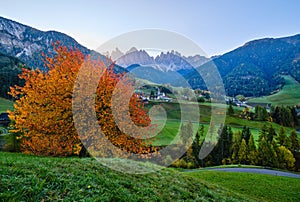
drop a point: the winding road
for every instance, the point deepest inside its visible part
(251, 170)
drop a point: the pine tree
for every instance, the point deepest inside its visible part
(251, 150)
(263, 132)
(236, 142)
(294, 142)
(282, 138)
(246, 134)
(286, 159)
(242, 154)
(271, 134)
(266, 154)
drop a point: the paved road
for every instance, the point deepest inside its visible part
(251, 170)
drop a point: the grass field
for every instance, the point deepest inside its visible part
(257, 187)
(32, 178)
(289, 95)
(172, 126)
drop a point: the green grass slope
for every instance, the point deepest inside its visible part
(32, 178)
(257, 187)
(289, 95)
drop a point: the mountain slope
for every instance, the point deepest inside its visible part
(27, 43)
(10, 68)
(255, 68)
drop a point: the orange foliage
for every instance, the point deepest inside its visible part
(43, 108)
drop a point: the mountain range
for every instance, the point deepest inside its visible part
(254, 69)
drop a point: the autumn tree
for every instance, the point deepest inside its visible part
(43, 109)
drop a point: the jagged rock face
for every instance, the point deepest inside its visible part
(27, 43)
(170, 61)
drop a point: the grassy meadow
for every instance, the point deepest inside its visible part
(31, 178)
(289, 95)
(257, 187)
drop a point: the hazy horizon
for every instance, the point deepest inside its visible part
(217, 27)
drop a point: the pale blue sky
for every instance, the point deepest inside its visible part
(216, 26)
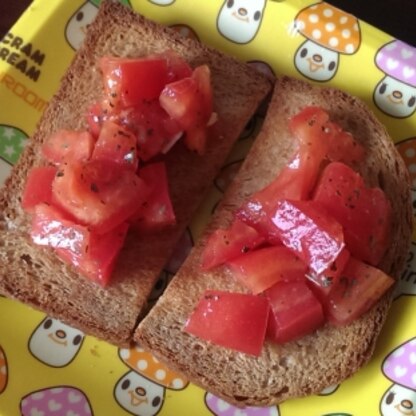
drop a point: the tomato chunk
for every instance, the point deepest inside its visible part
(232, 320)
(50, 227)
(98, 262)
(358, 289)
(128, 82)
(226, 244)
(262, 268)
(295, 311)
(313, 236)
(68, 145)
(38, 187)
(116, 143)
(99, 193)
(365, 213)
(189, 102)
(157, 211)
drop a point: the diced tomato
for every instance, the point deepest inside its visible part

^^^^

### [Prompt]
Omitting the images, transcribe every record exactly.

### [Solved exercise]
drop a point: the winding road
for every instance, the point deepest inside its visible part
(251, 170)
drop a point: the pine tree
for every instance, the point deepest inside its visible part
(251, 150)
(263, 132)
(236, 142)
(294, 142)
(282, 138)
(246, 134)
(286, 159)
(242, 154)
(271, 134)
(266, 154)
drop a point: the paved road
for every instance, the point deepest inside its visible part
(251, 170)
drop a point: the grass field
for every instance, the point deepest inside its visible part
(257, 187)
(32, 178)
(289, 95)
(172, 126)
drop a point: the green grass slope
for every instance, the point deepest inside its visible part
(32, 178)
(257, 187)
(289, 95)
drop a point: the mountain slope
for every instance, the point deepest inside its visible part
(27, 43)
(10, 68)
(255, 68)
drop a point: the orange foliage
for every instance, the point deepest inside its visible part
(43, 108)
drop a point: the mountain range
for every instance, the point deepest inside its visible part
(254, 69)
drop a point: the autumn tree
for every instance, the point deepest inside its visible part
(43, 109)
drop a point: the jagged rock face
for every instance, the point deepest inside its visible part
(27, 43)
(170, 61)
drop a point: the grassy meadow
for every instance, the point deepest inside its visible part
(31, 178)
(289, 95)
(257, 187)
drop a point: the hazy horizon
for every instance, the point deepest inside its visible part
(217, 27)
drop a point: the pale blue sky
for every instance, the point deepest inside its visible part
(216, 26)
drop a point: the tomato chunk
for every instance, the point deepest inside its visible part
(232, 320)
(50, 227)
(98, 262)
(358, 289)
(128, 82)
(226, 244)
(262, 268)
(295, 311)
(313, 236)
(68, 145)
(38, 187)
(116, 143)
(99, 193)
(365, 213)
(189, 102)
(157, 211)
drop a point: the diced tomato
for every instance, the point deepest inside its visible part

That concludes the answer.